What is required
Every record should be written out exactly, please.

Available records
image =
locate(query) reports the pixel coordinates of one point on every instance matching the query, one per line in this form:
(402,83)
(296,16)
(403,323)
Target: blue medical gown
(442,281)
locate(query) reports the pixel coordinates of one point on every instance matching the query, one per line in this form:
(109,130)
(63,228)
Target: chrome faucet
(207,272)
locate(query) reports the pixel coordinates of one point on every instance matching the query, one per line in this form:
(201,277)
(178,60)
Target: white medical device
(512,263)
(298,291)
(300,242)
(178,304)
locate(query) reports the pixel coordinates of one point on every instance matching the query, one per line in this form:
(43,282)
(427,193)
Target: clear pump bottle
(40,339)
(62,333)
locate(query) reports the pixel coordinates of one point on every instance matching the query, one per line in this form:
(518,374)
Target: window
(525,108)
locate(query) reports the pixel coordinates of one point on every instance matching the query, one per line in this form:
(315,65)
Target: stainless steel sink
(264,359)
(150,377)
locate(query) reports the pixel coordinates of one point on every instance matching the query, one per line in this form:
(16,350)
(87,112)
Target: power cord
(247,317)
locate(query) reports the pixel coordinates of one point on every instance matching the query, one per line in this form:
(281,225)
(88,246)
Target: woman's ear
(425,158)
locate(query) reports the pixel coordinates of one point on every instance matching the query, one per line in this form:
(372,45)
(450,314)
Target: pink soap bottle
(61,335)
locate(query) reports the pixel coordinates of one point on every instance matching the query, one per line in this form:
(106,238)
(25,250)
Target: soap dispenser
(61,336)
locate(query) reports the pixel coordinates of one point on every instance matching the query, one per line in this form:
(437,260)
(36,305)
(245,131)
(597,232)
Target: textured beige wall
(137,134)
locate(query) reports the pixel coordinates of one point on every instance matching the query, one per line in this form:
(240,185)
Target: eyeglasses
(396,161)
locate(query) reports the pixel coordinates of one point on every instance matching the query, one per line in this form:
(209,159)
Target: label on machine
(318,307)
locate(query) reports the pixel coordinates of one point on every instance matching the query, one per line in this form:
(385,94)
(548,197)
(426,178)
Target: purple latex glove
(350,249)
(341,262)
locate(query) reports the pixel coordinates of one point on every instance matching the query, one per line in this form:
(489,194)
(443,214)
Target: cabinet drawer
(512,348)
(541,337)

Correct answer
image =
locate(query) reports the pixel coordinates of one point on every instance matching the query, one per line in this form:
(402,83)
(296,16)
(403,323)
Target: blue medical gown
(442,281)
locate(query) reports the pixel coordinates of one point on every instance matching the query, one per line in this form:
(109,130)
(63,228)
Target: chrome faucet
(207,272)
locate(query) reports the pixel coordinates of one point on every instance matching the query, one per line in this form:
(201,277)
(178,60)
Target: white medical device
(512,263)
(298,291)
(300,242)
(178,304)
locate(query) reports the pixel coordinates of one point on every instance matching the query, one per line in this form:
(43,282)
(427,193)
Target: clear pump bottle
(40,339)
(62,333)
locate(query) reports the pixel coordinates of one point on every instance matching the query, one per line in this form:
(518,374)
Target: window
(525,108)
locate(query) reports the pixel coordinates of one point on every instance matching the query, one per line in this form:
(315,65)
Target: stainless steel sink
(264,359)
(150,377)
locate(query) reports the pixel coordinates of one point on every instance matching the query, one per line in this form:
(16,350)
(87,112)
Target: power cord
(247,317)
locate(query) reports the pixel coordinates of one point on every instance matching the query, one per line in this form:
(281,225)
(88,246)
Target: woman's ear
(425,158)
locate(query) reports the pixel coordinates of one point on every instance matching the query, one per line in this form:
(372,45)
(450,314)
Target: pink soap bottle
(61,335)
locate(query) reports the pixel coordinates of one point on every instance matching the query, one per line in this form:
(106,238)
(25,250)
Target: soap dispenser
(61,336)
locate(query) reports the pixel coordinates of one point on every instance matching the query, one per line in this form:
(437,260)
(36,305)
(245,131)
(597,232)
Target: textured beige wall
(137,134)
locate(query) reports the pixel coordinates of one point on every instance matching the query, one per line in this form:
(240,185)
Target: eyeglasses
(396,161)
locate(query) reports the pixel coordinates of one point on every instance matching the query, one per line in this form:
(209,159)
Target: label on machine
(318,307)
locate(query) reports the pixel coordinates of one point on every instance matching the query, one per line in this form:
(385,94)
(548,197)
(426,178)
Target: purple latex glove
(350,249)
(341,262)
locate(query) reports the pixel coordinates of one point on every instance matching the query, one per line in this form:
(489,194)
(443,214)
Target: cabinet drawer
(512,348)
(541,337)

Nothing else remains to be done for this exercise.